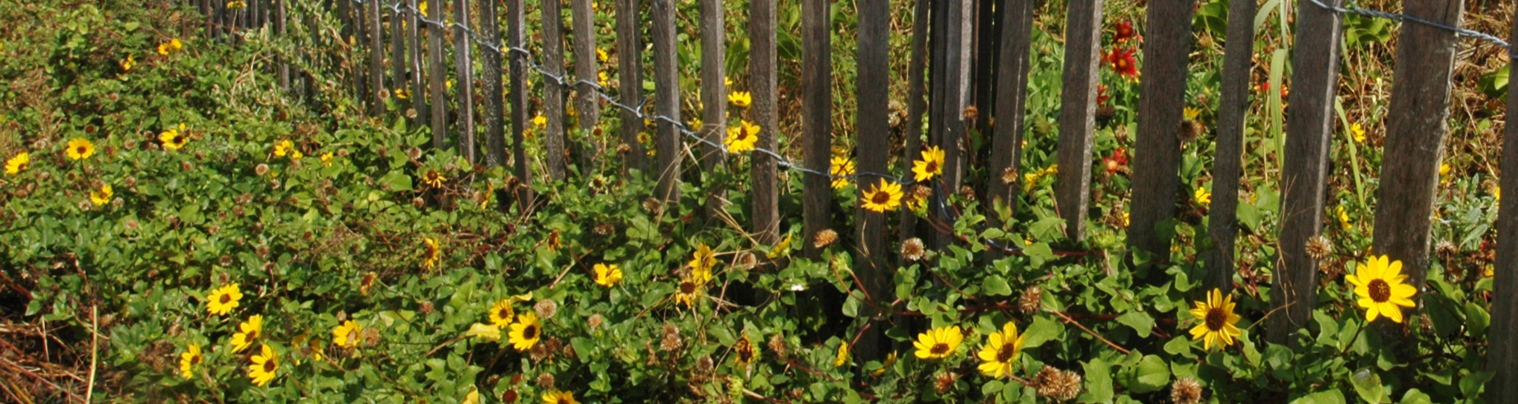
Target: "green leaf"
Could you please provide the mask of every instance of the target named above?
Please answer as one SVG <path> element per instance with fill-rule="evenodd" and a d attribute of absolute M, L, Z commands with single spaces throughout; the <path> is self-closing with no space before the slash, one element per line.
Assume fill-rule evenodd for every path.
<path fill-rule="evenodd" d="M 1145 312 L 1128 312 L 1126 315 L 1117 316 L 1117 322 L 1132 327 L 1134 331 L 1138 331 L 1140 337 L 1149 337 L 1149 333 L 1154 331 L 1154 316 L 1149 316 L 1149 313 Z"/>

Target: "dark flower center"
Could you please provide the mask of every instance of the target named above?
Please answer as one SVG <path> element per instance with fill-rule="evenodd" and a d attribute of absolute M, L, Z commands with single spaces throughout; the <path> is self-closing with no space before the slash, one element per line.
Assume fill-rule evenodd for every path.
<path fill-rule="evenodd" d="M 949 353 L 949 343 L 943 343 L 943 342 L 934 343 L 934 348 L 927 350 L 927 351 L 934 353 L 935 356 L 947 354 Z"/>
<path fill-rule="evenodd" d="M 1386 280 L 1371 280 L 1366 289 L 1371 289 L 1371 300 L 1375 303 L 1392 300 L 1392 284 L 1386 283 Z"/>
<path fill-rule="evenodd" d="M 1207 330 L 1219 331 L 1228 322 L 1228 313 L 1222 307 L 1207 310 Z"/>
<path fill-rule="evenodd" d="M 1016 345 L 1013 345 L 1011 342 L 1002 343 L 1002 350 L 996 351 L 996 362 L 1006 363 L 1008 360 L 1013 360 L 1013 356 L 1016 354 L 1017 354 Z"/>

------------------------

→ The task
Could you lay out every line of the data above as a Markdown table with the columns Row and Line, numbering the rows, skipping blank lines, and leaving the pictures out?

→ Solution to the problem
| Row | Line |
|---|---|
| 1 | Target: "green leaf" |
| 2 | Could you please provide the mask of every instance of the target named above? |
| 3 | Please answer as one SVG <path> element per instance with fill-rule="evenodd" and a d attribute of absolute M, L, Z commands with single spaces throughout; the <path> is self-closing with no space before the slash, one element per line. |
| 4 | Assume fill-rule evenodd for every path. |
| 5 | <path fill-rule="evenodd" d="M 1145 312 L 1128 312 L 1126 315 L 1117 316 L 1117 322 L 1132 327 L 1134 331 L 1138 331 L 1140 337 L 1149 337 L 1149 333 L 1154 331 L 1154 316 L 1149 316 L 1149 313 Z"/> |
| 6 | Target: "dark flower center" |
| 7 | Could you please provide the mask of every instance of the target named above? |
| 8 | Please answer as one SVG <path> element per instance with fill-rule="evenodd" and a d attribute of absolute M, L, Z commands with single spaces throughout; the <path> is self-closing with no space before the slash, one element per line. |
| 9 | Assume fill-rule evenodd for every path. |
| 10 | <path fill-rule="evenodd" d="M 949 353 L 949 343 L 943 343 L 943 342 L 934 343 L 934 348 L 927 350 L 927 351 L 934 353 L 935 356 L 947 354 Z"/> |
| 11 | <path fill-rule="evenodd" d="M 1386 280 L 1371 280 L 1366 289 L 1371 289 L 1371 300 L 1375 303 L 1392 300 L 1392 284 L 1386 283 Z"/> |
| 12 | <path fill-rule="evenodd" d="M 1207 330 L 1219 331 L 1228 322 L 1228 313 L 1222 307 L 1207 310 Z"/> |
| 13 | <path fill-rule="evenodd" d="M 1016 345 L 1013 345 L 1011 342 L 1002 343 L 1002 350 L 996 351 L 996 362 L 1006 363 L 1008 360 L 1013 360 L 1013 356 L 1016 354 L 1017 354 Z"/> |